Scan Reveals Brain’s Structure To Be Much Simpler Than We Thought
More than any other part of the brain, the cerebral cortex makes us human. Through the electrical activity of the neuronal networks packed into the brain’s undulating outer surface we sense our environment, use and understand language, and separate good and evil. So, then, the biologist’s mantra, “form follows function,” means that when we learn about brain structure, we learn about our very nature. Last March a team of scientists used a new and powerful scanner to peer into the cerebral cortex and other underlying structures with an unprecedented level of resolution. What they found surprised them: rather than an incomprehensible bundle of twists and turns, the basic structure of the brain is a simple, three-dimensional grid. The new discovery could guide neuroscientists as they study the brain’s form and function, and lead to new insights into the organizing principles of the brain.

DATASET EXCERPT

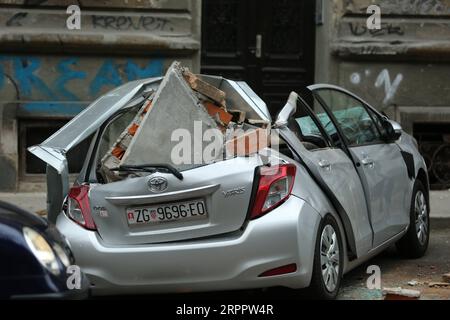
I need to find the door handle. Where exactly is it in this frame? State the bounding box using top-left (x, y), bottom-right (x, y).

REQUIREMENT
In the passage on brain structure, what did the scan reveal the brain's basic structure to be?

EXERCISE SOLUTION
A simple, three-dimensional grid.